What you have to do: Reproduce all entries precisely, down to the last character.

_____

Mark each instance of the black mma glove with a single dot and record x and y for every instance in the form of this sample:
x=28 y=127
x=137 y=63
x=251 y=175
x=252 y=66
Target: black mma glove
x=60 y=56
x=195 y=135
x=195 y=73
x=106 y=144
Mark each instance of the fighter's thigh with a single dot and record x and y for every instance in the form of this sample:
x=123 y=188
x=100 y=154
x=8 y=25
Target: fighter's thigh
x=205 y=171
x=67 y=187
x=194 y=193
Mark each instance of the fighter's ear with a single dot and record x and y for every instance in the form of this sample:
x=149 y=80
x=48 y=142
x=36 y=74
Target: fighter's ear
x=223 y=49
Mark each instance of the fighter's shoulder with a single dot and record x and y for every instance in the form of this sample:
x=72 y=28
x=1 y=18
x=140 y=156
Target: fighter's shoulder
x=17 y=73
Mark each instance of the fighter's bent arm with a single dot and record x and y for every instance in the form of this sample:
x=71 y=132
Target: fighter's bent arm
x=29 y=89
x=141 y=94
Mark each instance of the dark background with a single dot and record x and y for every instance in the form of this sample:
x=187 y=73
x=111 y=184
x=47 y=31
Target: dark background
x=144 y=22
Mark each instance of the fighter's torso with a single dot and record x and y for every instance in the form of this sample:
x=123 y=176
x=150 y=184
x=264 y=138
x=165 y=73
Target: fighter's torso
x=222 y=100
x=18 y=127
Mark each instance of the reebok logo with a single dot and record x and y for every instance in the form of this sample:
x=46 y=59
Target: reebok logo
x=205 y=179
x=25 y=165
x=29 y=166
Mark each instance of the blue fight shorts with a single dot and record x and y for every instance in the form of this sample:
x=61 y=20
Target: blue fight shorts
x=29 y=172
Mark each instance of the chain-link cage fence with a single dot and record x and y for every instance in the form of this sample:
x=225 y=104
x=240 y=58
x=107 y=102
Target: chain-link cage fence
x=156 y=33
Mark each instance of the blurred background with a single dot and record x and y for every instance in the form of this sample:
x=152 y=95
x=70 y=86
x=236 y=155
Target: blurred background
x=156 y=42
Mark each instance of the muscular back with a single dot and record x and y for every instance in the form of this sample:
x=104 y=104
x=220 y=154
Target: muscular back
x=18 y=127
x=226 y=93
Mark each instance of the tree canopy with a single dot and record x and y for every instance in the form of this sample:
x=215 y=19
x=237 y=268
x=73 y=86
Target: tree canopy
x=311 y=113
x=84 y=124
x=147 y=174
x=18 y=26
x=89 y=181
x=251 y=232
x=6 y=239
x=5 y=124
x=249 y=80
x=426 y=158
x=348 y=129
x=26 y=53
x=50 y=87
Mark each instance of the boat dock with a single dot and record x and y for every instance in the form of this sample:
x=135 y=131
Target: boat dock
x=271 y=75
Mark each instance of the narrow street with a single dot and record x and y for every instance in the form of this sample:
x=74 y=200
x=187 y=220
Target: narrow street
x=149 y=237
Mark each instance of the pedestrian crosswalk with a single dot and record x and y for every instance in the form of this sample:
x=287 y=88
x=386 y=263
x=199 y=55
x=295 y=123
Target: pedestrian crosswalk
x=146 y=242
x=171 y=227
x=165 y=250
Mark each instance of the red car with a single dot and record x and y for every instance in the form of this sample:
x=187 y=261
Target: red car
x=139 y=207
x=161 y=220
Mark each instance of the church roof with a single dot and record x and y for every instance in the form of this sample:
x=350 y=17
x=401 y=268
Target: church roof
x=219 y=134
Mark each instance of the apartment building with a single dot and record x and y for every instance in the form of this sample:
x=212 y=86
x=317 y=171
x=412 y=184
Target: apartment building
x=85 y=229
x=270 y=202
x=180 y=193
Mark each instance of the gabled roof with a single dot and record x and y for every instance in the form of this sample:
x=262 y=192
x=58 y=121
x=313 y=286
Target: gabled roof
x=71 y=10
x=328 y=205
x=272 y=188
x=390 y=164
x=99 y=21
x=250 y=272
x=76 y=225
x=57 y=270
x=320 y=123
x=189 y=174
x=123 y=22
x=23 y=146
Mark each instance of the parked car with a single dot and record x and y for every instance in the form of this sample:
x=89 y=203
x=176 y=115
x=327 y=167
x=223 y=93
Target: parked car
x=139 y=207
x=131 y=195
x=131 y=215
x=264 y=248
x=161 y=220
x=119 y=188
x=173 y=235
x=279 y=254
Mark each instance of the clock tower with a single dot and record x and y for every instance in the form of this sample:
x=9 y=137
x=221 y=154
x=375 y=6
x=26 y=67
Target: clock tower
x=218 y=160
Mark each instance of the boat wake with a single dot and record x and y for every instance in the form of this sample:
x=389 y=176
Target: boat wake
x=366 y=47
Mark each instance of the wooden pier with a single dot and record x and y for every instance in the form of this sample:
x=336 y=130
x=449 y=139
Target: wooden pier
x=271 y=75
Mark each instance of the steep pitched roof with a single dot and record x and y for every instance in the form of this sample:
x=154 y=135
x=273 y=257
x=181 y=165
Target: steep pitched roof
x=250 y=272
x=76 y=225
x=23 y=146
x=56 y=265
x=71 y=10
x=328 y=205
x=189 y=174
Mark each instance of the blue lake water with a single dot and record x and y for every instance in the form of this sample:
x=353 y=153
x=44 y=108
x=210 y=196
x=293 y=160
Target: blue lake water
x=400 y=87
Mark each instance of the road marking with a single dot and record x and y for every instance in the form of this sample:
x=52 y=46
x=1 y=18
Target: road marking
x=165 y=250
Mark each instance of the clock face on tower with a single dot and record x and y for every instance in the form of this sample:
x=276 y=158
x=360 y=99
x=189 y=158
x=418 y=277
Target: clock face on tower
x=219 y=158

_____

Result of this task:
Mark each instance of the black mma glove with a single dot and record x and y for every instance in the form of this sample:
x=28 y=127
x=137 y=63
x=251 y=175
x=252 y=66
Target: black mma glove
x=60 y=56
x=195 y=135
x=195 y=73
x=106 y=144
Mark each instance of the fighter's thigh with a single dot and record x and y for every instance in the form of this sample:
x=123 y=188
x=100 y=154
x=8 y=25
Target: fighter's thigh
x=205 y=171
x=67 y=187
x=194 y=193
Mark each instance of the fighter's ear with a single dot and record x and y for every instance in the form of this sample:
x=149 y=80
x=48 y=142
x=36 y=74
Target: fighter's ear
x=223 y=49
Mark each instance of the fighter's shoulder with a single dot and record x and y for every instance in the form of this sample:
x=72 y=28
x=1 y=18
x=140 y=156
Target: fighter's shoulder
x=17 y=73
Mark each instance of the fighter's bent arm with a single dot and record x and y for every instance in the form of this sample:
x=71 y=132
Target: fighter's bent arm
x=29 y=89
x=141 y=94
Mark each instance of the dark background with a single dot and record x and y for every instance in the form of this sample:
x=187 y=73
x=111 y=184
x=47 y=31
Target: dark background
x=144 y=22
Mark each instance of the fighter's torso with a single dot and record x and y for every instance in the form of this sample:
x=123 y=176
x=150 y=184
x=264 y=138
x=165 y=73
Target: fighter's torso
x=222 y=100
x=18 y=127
Mark each instance of the reebok logo with a single dot and record x and y for every instance in the form of this sample:
x=46 y=59
Target: reebok logo
x=205 y=179
x=25 y=165
x=29 y=166
Mark each instance of the blue fight shorts with a single dot and record x and y for every instance in the form of this sample:
x=61 y=20
Target: blue fight shorts
x=29 y=172
Mark each instance of the chain-link cage fence with a single dot and record x and y for every instance in the form of this sample:
x=225 y=104
x=240 y=58
x=107 y=102
Target: chain-link cage fence
x=156 y=33
Mark each instance of the blurred background with a single dot and record x and y for every instance in the form of this sample:
x=152 y=95
x=70 y=86
x=236 y=155
Target: blurred background
x=156 y=42
Mark each instance of the muscular back with a single dot and record x and y for every instance in the form of this sample:
x=104 y=104
x=220 y=154
Target: muscular back
x=18 y=127
x=226 y=93
Mark each instance of the tree canopy with a single dot and record x and y for every instance in the form of this sample:
x=215 y=19
x=237 y=268
x=73 y=86
Target: tree canopy
x=311 y=113
x=84 y=124
x=147 y=174
x=18 y=26
x=89 y=181
x=251 y=232
x=6 y=239
x=5 y=124
x=249 y=80
x=426 y=158
x=348 y=129
x=26 y=53
x=50 y=87
Mark each instance of the boat dock with a single dot and record x and y for every instance in the form of this sample:
x=135 y=131
Target: boat dock
x=271 y=75
Mark each instance of the narrow street with a single dot and record x and y for every instance in the form of this sample:
x=74 y=200
x=187 y=220
Target: narrow street
x=149 y=237
Mark each instance of the pedestrian crosswalk with a single dot and record x and y for every instance in the form of this sample:
x=287 y=88
x=386 y=263
x=199 y=55
x=295 y=123
Target: pedestrian crosswalk
x=146 y=242
x=171 y=227
x=165 y=250
Mark each instance of the red car with a single dot and record x and y for every instance in the form of this sample:
x=187 y=261
Target: red car
x=139 y=207
x=161 y=220
Mark each instance of the church roof with a single dot and record x and y for every instance in the form of this sample:
x=350 y=17
x=401 y=268
Target: church roof
x=219 y=134
Mark each instance of the apartment building with a single dot and record x and y for every instance in the form of this sample:
x=212 y=86
x=317 y=171
x=412 y=184
Target: apartment building
x=85 y=229
x=270 y=202
x=180 y=193
Mark each instance of the gabled roof with a single dot and record x and y for every instance in the form of this sample:
x=262 y=192
x=58 y=121
x=313 y=286
Target: gabled roof
x=71 y=10
x=328 y=205
x=272 y=188
x=390 y=164
x=99 y=21
x=250 y=272
x=76 y=225
x=57 y=270
x=320 y=123
x=189 y=174
x=123 y=22
x=23 y=146
Mark each instance of the parked car with a single dot and record x and y for every instance in the form of this sample:
x=89 y=203
x=176 y=115
x=327 y=167
x=223 y=93
Target: parked car
x=139 y=207
x=131 y=195
x=131 y=215
x=264 y=248
x=161 y=220
x=119 y=188
x=173 y=235
x=279 y=254
Mark each instance of the clock tower with a single dot and record x and y for every instance in the form of this sample:
x=9 y=137
x=221 y=154
x=375 y=6
x=26 y=67
Target: clock tower
x=218 y=160
Mark each instance of the boat wake with a single dot and record x and y for every instance in the form of this sample:
x=389 y=176
Target: boat wake
x=366 y=47
Mark each instance of the wooden pier with a single dot and record x and y for every instance in the form of this sample:
x=336 y=130
x=449 y=139
Target: wooden pier
x=271 y=75
Mark each instance of the steep pitched roof with a single dot and record x and y for every instance in the form of this sample:
x=154 y=135
x=273 y=257
x=181 y=165
Target: steep pitched roof
x=250 y=272
x=76 y=225
x=23 y=146
x=56 y=265
x=71 y=10
x=328 y=205
x=189 y=174
Mark each instance of the blue lake water with a single dot and record x and y for every instance in the form of this sample:
x=353 y=153
x=44 y=108
x=210 y=196
x=293 y=160
Target: blue lake water
x=400 y=87
Mark each instance of the road marking with a single dot and record x and y for every instance in the form of this sample:
x=52 y=46
x=1 y=18
Target: road marking
x=165 y=250
Mark each instance of the clock face on tower with a single dot and record x and y for every instance in the form of this sample:
x=276 y=158
x=360 y=99
x=189 y=158
x=418 y=277
Target: clock face on tower
x=219 y=158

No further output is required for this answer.